===== Rows

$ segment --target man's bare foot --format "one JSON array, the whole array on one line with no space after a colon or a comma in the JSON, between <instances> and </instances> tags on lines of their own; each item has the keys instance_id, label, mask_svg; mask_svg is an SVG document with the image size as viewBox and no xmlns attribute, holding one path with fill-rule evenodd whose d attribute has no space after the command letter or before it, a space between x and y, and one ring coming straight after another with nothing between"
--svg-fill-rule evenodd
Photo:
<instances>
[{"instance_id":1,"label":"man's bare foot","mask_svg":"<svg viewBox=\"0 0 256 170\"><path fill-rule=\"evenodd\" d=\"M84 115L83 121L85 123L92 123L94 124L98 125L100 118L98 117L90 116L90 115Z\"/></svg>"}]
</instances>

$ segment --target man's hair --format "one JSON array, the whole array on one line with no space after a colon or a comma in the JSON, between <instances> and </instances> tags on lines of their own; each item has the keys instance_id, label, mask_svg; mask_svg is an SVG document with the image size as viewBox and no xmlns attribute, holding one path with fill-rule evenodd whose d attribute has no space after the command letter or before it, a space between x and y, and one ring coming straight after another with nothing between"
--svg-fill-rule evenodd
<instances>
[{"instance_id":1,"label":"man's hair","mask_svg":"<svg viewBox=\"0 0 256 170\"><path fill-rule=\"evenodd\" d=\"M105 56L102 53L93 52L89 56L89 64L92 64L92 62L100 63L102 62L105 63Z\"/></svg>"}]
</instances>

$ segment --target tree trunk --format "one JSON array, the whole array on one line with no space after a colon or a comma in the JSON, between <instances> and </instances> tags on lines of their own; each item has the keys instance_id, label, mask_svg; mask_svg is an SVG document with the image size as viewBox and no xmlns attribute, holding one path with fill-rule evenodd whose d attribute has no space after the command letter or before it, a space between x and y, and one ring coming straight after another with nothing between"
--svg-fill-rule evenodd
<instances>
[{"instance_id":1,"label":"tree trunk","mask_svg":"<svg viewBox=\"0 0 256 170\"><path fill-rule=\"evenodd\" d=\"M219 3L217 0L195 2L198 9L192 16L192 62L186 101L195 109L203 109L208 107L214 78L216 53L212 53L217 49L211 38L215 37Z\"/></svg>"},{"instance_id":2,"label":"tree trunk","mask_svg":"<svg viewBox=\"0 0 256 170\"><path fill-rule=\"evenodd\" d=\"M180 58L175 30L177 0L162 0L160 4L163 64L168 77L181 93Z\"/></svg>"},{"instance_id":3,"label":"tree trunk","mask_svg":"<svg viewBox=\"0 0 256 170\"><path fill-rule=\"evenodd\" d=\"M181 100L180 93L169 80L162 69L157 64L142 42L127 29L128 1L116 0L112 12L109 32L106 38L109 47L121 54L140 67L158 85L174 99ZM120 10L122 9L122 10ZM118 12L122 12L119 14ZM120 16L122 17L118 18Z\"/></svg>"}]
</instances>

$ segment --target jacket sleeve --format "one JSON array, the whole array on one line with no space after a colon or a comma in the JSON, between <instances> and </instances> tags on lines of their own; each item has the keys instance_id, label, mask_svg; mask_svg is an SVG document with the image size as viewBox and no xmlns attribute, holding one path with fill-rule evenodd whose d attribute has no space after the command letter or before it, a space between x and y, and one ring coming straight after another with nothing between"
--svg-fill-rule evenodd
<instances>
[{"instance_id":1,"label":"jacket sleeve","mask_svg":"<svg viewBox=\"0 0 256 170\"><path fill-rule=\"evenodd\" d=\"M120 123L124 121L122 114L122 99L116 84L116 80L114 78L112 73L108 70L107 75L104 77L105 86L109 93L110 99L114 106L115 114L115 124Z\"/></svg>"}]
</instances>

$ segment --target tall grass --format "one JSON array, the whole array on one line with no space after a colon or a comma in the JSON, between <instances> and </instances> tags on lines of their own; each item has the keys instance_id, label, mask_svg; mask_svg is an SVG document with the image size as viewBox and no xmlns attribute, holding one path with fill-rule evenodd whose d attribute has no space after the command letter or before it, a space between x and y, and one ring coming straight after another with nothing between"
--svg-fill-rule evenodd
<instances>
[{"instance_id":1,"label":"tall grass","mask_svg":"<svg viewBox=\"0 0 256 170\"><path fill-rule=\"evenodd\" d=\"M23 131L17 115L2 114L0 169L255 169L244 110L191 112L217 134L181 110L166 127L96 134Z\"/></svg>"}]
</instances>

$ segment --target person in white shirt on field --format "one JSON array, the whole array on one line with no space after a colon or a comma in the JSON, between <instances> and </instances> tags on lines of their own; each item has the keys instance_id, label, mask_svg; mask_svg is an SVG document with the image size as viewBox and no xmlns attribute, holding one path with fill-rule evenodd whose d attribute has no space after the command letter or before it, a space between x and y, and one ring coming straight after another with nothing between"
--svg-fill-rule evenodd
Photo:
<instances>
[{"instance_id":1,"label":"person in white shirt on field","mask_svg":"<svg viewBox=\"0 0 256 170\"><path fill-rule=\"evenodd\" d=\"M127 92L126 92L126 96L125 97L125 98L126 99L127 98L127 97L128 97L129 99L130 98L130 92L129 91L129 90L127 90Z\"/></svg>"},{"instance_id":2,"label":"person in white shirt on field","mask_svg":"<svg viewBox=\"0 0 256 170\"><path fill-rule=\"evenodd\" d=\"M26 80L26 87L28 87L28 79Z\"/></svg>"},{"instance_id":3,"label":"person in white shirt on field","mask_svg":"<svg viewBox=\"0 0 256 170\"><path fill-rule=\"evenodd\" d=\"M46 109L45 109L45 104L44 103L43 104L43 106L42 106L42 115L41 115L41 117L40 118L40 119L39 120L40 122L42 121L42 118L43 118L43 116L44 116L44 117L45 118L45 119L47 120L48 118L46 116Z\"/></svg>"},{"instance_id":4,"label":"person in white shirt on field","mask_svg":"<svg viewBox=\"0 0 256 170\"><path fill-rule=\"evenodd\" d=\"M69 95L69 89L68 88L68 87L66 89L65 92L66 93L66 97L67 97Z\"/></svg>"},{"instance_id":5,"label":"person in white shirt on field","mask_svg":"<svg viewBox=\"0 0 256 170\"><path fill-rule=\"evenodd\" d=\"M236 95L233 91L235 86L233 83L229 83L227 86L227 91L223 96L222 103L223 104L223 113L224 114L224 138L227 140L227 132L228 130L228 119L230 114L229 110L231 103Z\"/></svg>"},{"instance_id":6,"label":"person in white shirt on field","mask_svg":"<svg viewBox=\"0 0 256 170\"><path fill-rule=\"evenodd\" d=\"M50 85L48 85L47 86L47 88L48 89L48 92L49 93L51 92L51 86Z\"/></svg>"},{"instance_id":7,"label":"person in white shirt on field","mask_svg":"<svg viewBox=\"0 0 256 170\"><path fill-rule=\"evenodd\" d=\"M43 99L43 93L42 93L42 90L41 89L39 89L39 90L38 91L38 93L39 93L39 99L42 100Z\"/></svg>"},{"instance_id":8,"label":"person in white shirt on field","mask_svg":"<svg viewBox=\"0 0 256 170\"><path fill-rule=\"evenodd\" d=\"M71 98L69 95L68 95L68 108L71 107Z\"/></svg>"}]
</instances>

==========

__What you need to do__
Select every line of the records that contains the word "foot" and copy those lines.

__Finished task__
$ segment --target man's bare foot --format "one JSON array, the whole array on one line with no space after a colon or a comma in the JSON, between <instances> and </instances> tags on lines of their own; each item has the keys instance_id, label, mask_svg; mask_svg is an SVG document with the image size as viewBox and no xmlns attribute, holding one path with fill-rule evenodd whose d attribute has no space after the command letter or before it, a space between x and y, and one ring coming straight after another with nothing between"
[{"instance_id":1,"label":"man's bare foot","mask_svg":"<svg viewBox=\"0 0 256 170\"><path fill-rule=\"evenodd\" d=\"M84 115L83 121L85 123L92 123L94 124L98 125L100 118L98 117L90 116L90 115Z\"/></svg>"}]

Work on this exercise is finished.